• _Work request_
Without the pictures, print the lines from the one holding "point(1451, 657)" through the last line below, both included, exactly as they stand.

[Photo-based referring expression data]
____

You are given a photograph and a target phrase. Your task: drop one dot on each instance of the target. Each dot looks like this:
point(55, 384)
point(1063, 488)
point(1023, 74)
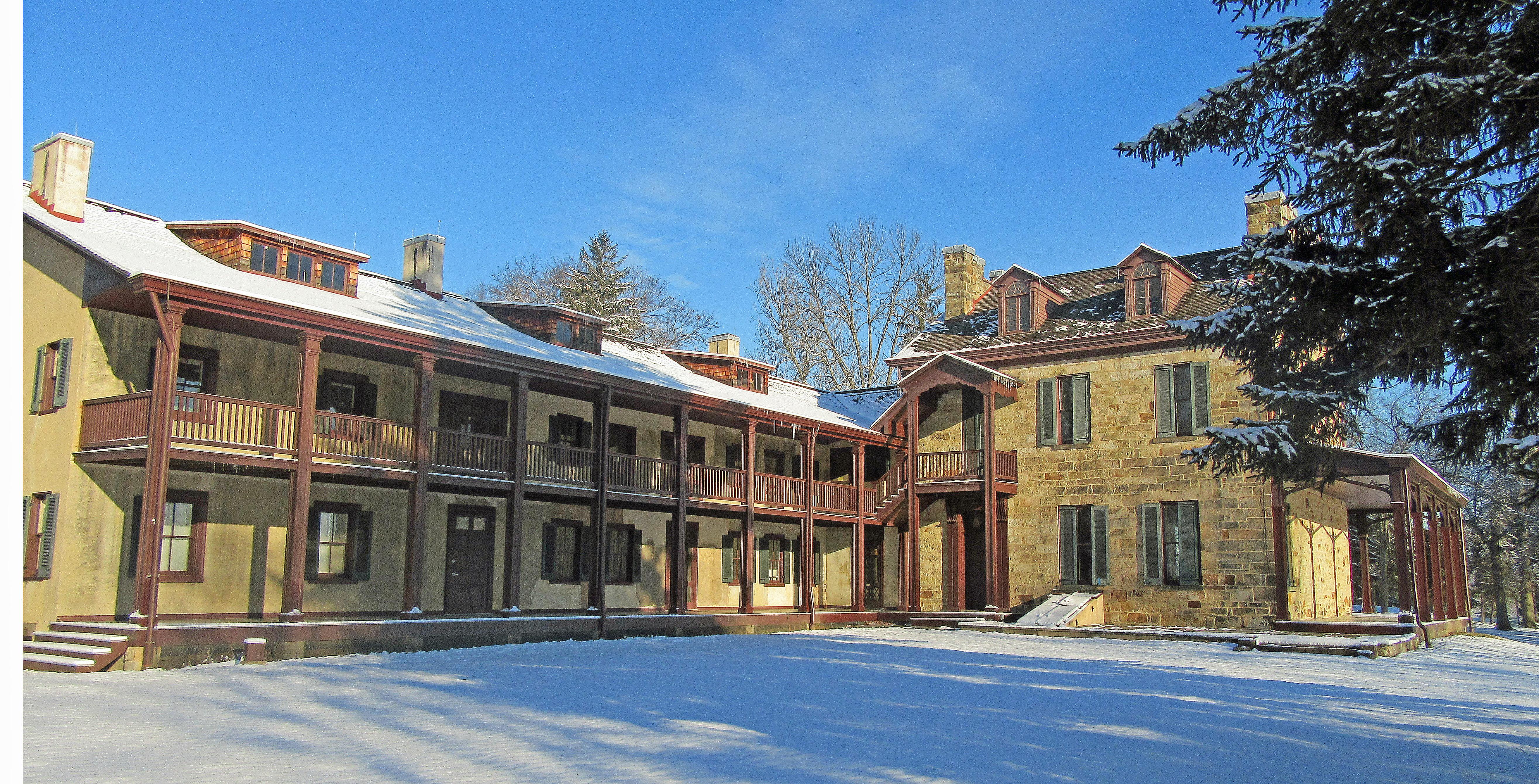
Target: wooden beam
point(158, 467)
point(299, 491)
point(858, 534)
point(518, 468)
point(418, 497)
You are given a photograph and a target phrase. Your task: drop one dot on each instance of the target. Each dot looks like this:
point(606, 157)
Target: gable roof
point(135, 244)
point(1095, 307)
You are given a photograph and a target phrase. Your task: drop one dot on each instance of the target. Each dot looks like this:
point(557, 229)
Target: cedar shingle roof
point(1095, 308)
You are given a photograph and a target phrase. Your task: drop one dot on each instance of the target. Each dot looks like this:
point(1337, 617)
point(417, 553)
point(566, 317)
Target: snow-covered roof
point(141, 245)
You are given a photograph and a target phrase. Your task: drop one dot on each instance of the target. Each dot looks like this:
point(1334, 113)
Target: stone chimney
point(61, 170)
point(424, 263)
point(726, 345)
point(1267, 211)
point(965, 279)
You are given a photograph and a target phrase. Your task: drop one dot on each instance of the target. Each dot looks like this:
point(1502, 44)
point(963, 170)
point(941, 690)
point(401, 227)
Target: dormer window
point(1149, 296)
point(1016, 310)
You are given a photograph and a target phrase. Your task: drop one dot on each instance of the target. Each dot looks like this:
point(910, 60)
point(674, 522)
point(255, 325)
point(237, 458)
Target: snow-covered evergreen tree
point(1407, 134)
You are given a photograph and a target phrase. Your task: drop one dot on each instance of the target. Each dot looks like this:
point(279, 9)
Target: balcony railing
point(364, 439)
point(561, 463)
point(267, 428)
point(645, 476)
point(464, 453)
point(716, 483)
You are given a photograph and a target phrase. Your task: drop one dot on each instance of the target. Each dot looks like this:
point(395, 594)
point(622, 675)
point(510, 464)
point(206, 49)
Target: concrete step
point(84, 639)
point(67, 649)
point(51, 663)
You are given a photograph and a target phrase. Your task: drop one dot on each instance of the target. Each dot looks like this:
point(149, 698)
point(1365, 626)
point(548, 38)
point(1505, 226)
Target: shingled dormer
point(552, 323)
point(1153, 284)
point(1024, 301)
point(271, 253)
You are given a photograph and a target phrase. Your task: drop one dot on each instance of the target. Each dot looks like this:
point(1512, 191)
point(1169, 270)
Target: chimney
point(964, 279)
point(1267, 211)
point(61, 168)
point(424, 263)
point(726, 343)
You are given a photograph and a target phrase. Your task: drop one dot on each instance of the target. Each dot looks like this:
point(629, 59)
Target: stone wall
point(1123, 467)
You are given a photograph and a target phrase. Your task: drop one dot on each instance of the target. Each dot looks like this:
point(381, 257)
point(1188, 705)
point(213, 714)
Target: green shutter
point(1101, 568)
point(1067, 545)
point(37, 379)
point(1149, 534)
point(45, 548)
point(1164, 402)
point(62, 373)
point(729, 556)
point(1199, 397)
point(1190, 546)
point(1081, 410)
point(1047, 411)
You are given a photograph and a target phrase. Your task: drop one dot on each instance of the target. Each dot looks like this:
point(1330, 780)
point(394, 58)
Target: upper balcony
point(237, 429)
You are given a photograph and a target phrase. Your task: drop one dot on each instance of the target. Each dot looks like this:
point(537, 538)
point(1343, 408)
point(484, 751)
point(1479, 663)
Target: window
point(622, 439)
point(264, 259)
point(39, 520)
point(1018, 310)
point(1082, 546)
point(1181, 399)
point(333, 276)
point(624, 559)
point(299, 267)
point(1172, 551)
point(776, 560)
point(1147, 291)
point(338, 550)
point(51, 377)
point(1064, 410)
point(696, 448)
point(732, 557)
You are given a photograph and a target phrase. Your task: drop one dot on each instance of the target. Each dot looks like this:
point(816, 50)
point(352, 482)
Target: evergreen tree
point(1409, 137)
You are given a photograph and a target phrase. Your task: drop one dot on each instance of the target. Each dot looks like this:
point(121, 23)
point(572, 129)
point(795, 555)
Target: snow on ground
point(842, 706)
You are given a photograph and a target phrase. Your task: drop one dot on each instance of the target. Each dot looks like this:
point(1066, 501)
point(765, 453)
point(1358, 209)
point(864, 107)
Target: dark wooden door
point(467, 562)
point(873, 568)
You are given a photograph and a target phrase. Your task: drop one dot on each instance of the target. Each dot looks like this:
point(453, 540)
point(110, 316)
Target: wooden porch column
point(804, 559)
point(158, 462)
point(418, 510)
point(299, 491)
point(858, 536)
point(1403, 536)
point(912, 542)
point(1367, 563)
point(518, 468)
point(992, 591)
point(601, 502)
point(678, 552)
point(746, 542)
point(1280, 551)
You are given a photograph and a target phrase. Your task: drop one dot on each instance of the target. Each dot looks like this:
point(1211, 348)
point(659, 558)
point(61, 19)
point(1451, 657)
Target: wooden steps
point(78, 646)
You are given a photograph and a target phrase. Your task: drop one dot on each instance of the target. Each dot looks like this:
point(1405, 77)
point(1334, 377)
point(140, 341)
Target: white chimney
point(726, 343)
point(424, 263)
point(61, 170)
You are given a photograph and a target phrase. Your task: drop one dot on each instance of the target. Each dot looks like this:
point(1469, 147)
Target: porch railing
point(465, 453)
point(344, 436)
point(561, 463)
point(641, 474)
point(716, 483)
point(233, 423)
point(778, 491)
point(121, 420)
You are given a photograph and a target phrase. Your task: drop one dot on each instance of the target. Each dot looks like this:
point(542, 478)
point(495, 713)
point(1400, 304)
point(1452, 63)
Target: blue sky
point(701, 136)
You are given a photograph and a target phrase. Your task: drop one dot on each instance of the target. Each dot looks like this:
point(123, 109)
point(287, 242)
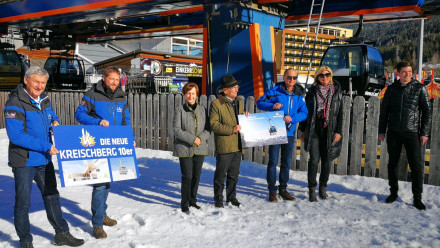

____

• _Output_
point(1451, 657)
Target: wooden steps
point(78, 646)
You are given a photograph and a target phrase. Your task: drop one dot on each instance of the target. Each dot looks like this:
point(1405, 77)
point(1334, 377)
point(140, 341)
Target: white chimney
point(726, 343)
point(424, 263)
point(61, 170)
You are given a photograph and a target phrase. Your task: drop one dot on each instance of the target. Each dot looks like this:
point(1469, 147)
Target: porch railing
point(465, 453)
point(344, 436)
point(561, 463)
point(641, 474)
point(716, 483)
point(233, 423)
point(778, 491)
point(121, 420)
You are given a photograph and a target phrase. Your task: drop one dot on each instance of the target. Each dot looks like this:
point(542, 478)
point(495, 713)
point(1400, 304)
point(1452, 63)
Target: blue sky
point(701, 136)
You are given a photograph and a target phrase. Your task: drop one dot on each instance of the target. Each dot looks like this:
point(123, 109)
point(287, 242)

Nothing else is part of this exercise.